EXERCISE OBJECTIVE>
No pictures, no extra lines: copy exactly from the line with "265), (819, 378)]]" through the end of the entries.

____________________

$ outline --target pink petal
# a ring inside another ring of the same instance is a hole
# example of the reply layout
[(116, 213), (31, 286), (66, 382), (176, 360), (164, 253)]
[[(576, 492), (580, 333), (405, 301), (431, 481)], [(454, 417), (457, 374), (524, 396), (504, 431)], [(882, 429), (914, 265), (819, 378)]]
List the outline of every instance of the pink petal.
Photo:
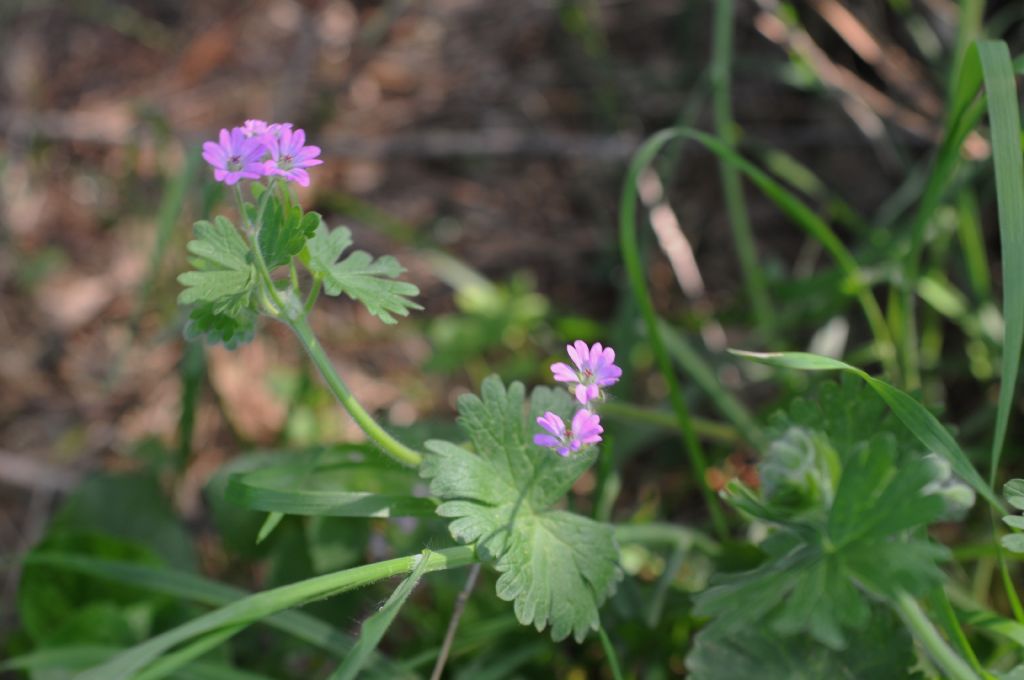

____________________

YOUR SOLUTION>
[[(576, 492), (580, 333), (405, 301), (431, 481)], [(454, 417), (457, 374), (524, 396), (504, 431)], [(882, 429), (914, 265), (819, 378)]]
List the outline of every instance of the pink petal.
Photo:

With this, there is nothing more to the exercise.